### [Excerpted text]
----------------

After reading Daisy Jones and the Six in one day, I just knew I had to then watch the TV show and scream about the book to someone or anyone who would listen.
Daisy Jones and the Six by Taylor Jenkins Reid
(Affiliate Links)
Daisy is a girl coming of age in L.A. in the late sixties, sneaking into clubs on the Sunset Strip, sleeping with rock stars, and dreaming of singing at the Whisky a Go Go. The sex and drugs are thrilling, but it’s the rock ’n’ roll she loves most. By the time she’s twenty, her voice is getting noticed, and she has the kind of heedless beauty that makes people do crazy things.
Also getting noticed is The Six, a band led by the brooding Billy Dunne. On the eve of their first tour, his girlfriend Camila finds out she’s pregnant, and with the pressure of impending fatherhood and fame, Billy goes a little wild on the road.
Daisy and Billy cross paths when a producer realizes that the key to supercharged success is to put the two together. What happens next will become the stuff of legend.

----------------

### [Requirements]
1/ From the Daisy Jones and the Six excerpt, reproduce the stretch from "Daisy is a girl" through "do crazy things.".
2/ Condense the paragraph of the Daisy Jones and the Six excerpt that begins "Also getting noticed is The Six" into a short bulleted list that keeps its main facts.

[Position annotation records]
----------------

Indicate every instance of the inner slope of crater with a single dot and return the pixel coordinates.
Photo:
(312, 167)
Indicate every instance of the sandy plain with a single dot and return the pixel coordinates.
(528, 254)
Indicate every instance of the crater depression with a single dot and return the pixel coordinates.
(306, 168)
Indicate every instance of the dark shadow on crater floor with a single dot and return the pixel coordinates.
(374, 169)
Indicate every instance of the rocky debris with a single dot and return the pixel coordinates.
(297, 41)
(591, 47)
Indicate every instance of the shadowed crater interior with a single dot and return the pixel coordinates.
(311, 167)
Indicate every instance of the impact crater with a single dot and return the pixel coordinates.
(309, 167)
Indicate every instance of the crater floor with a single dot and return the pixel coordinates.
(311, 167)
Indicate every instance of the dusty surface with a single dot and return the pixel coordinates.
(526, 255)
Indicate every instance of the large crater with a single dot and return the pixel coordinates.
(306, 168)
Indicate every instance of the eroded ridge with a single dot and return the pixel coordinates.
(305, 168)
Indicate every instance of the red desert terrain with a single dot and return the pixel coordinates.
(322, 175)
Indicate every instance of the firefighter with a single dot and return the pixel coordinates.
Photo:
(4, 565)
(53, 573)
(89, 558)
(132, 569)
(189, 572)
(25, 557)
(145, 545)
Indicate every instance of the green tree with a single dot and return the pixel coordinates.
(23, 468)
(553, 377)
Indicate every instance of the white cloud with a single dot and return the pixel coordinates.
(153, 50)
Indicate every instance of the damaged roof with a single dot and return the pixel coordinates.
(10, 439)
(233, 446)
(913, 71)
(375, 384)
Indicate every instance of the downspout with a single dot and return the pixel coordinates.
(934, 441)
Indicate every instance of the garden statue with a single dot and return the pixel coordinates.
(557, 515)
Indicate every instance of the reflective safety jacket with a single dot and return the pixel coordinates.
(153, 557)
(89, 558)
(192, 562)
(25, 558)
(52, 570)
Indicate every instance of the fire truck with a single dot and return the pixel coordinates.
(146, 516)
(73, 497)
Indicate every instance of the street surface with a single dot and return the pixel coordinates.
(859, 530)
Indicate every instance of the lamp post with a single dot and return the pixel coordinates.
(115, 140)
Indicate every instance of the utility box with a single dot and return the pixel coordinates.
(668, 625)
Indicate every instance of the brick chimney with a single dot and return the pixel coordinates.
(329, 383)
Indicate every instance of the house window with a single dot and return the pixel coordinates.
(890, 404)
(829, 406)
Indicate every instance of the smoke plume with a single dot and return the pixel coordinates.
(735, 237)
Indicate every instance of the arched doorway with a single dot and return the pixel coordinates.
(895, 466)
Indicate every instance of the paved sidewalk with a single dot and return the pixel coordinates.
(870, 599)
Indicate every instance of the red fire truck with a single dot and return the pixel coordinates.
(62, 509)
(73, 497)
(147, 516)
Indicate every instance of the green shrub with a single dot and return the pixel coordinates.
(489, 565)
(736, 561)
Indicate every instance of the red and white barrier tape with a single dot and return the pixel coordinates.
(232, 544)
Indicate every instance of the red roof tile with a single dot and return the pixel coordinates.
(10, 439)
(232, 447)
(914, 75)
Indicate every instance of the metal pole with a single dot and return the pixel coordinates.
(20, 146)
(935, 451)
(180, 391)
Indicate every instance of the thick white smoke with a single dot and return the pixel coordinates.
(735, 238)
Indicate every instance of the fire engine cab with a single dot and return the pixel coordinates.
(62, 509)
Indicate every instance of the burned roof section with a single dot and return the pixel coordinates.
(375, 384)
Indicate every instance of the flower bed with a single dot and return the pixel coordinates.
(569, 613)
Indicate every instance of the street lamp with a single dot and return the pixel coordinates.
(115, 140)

----------------

### [Solutions to the exercise]
1/
Daisy is a girl coming of age in L.A. in the late sixties, sneaking into clubs on the Sunset Strip, sleeping with rock stars, and dreaming of singing at the Whisky a Go Go. The sex and drugs are thrilling, but it’s the rock ’n’ roll she loves most. By the time she’s twenty, her voice is getting noticed, and she has the kind of heedless beauty that makes people do crazy things.

2/
- The Six, led by the brooding Billy Dunne, is also getting noticed.
- On the eve of the band's first tour, Billy's girlfriend Camila learns she's pregnant.
- Under the pressure of impending fatherhood and fame, Billy goes a little wild on the road.